* **Itens do conjunto de dados armazenado**:
#####

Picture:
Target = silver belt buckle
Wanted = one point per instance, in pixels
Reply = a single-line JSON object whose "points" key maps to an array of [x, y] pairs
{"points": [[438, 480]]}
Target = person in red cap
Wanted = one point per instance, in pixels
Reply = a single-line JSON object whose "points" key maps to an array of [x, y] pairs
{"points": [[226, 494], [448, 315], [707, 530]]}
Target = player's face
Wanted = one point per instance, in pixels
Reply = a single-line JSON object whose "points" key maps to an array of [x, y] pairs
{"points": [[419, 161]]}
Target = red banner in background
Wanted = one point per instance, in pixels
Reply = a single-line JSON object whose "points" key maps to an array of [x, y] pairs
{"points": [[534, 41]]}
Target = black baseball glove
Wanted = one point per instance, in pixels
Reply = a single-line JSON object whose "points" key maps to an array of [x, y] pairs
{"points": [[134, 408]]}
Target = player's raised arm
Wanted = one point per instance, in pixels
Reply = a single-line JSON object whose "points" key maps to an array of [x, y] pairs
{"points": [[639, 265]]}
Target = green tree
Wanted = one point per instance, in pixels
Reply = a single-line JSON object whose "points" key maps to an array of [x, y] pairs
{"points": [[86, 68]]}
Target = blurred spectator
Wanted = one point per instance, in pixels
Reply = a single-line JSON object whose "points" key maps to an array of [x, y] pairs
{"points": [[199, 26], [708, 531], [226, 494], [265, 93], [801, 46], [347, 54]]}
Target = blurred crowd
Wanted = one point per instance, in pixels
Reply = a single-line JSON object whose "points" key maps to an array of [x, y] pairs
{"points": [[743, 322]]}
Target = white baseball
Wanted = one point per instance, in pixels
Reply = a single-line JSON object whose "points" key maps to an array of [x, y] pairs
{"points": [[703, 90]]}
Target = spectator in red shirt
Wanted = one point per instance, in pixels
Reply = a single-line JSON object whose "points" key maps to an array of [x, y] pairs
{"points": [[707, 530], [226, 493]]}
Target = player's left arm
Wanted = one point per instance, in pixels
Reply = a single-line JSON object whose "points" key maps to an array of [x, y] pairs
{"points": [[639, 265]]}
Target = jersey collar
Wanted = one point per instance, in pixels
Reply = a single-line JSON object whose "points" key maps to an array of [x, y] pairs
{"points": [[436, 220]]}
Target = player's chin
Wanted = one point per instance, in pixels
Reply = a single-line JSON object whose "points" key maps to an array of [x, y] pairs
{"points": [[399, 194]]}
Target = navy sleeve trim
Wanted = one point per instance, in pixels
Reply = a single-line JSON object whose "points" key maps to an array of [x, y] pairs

#####

Por favor, disponha todas as linhas dos registros em uma lista JSON de strings, com uma string para cada linha e sem as linhas em branco.

[
  "Picture:",
  "Target = silver belt buckle",
  "Wanted = one point per instance, in pixels",
  "Reply = a single-line JSON object whose \"points\" key maps to an array of [x, y] pairs",
  "{\"points\": [[438, 480]]}",
  "Target = person in red cap",
  "Wanted = one point per instance, in pixels",
  "Reply = a single-line JSON object whose \"points\" key maps to an array of [x, y] pairs",
  "{\"points\": [[226, 494], [448, 315], [707, 530]]}",
  "Target = player's face",
  "Wanted = one point per instance, in pixels",
  "Reply = a single-line JSON object whose \"points\" key maps to an array of [x, y] pairs",
  "{\"points\": [[419, 161]]}",
  "Target = red banner in background",
  "Wanted = one point per instance, in pixels",
  "Reply = a single-line JSON object whose \"points\" key maps to an array of [x, y] pairs",
  "{\"points\": [[534, 41]]}",
  "Target = black baseball glove",
  "Wanted = one point per instance, in pixels",
  "Reply = a single-line JSON object whose \"points\" key maps to an array of [x, y] pairs",
  "{\"points\": [[134, 408]]}",
  "Target = player's raised arm",
  "Wanted = one point per instance, in pixels",
  "Reply = a single-line JSON object whose \"points\" key maps to an array of [x, y] pairs",
  "{\"points\": [[639, 265]]}",
  "Target = green tree",
  "Wanted = one point per instance, in pixels",
  "Reply = a single-line JSON object whose \"points\" key maps to an array of [x, y] pairs",
  "{\"points\": [[86, 68]]}",
  "Target = blurred spectator",
  "Wanted = one point per instance, in pixels",
  "Reply = a single-line JSON object whose \"points\" key maps to an array of [x, y] pairs",
  "{\"points\": [[199, 26], [708, 531], [226, 494], [265, 93], [801, 46], [347, 54]]}",
  "Target = blurred crowd",
  "Wanted = one point per instance, in pixels",
  "Reply = a single-line JSON object whose \"points\" key maps to an array of [x, y] pairs",
  "{\"points\": [[743, 322]]}",
  "Target = white baseball",
  "Wanted = one point per instance, in pixels",
  "Reply = a single-line JSON object whose \"points\" key maps to an array of [x, y] pairs",
  "{\"points\": [[703, 90]]}",
  "Target = spectator in red shirt",
  "Wanted = one point per instance, in pixels",
  "Reply = a single-line JSON object whose \"points\" key maps to an array of [x, y] pairs",
  "{\"points\": [[707, 530], [226, 493]]}",
  "Target = player's left arm",
  "Wanted = one point per instance, in pixels",
  "Reply = a single-line JSON object whose \"points\" key maps to an array of [x, y] pairs",
  "{\"points\": [[639, 265]]}",
  "Target = jersey collar",
  "Wanted = one point per instance, in pixels",
  "Reply = a single-line JSON object whose \"points\" key maps to an array of [x, y] pairs",
  "{\"points\": [[436, 220]]}",
  "Target = player's chin",
  "Wanted = one point per instance, in pixels",
  "Reply = a single-line JSON object whose \"points\" key maps to an array of [x, y] pairs",
  "{\"points\": [[399, 194]]}",
  "Target = navy sleeve trim",
  "Wanted = one point per instance, in pixels",
  "Reply = a single-line JSON object whose \"points\" key maps to an array of [x, y] pairs"
]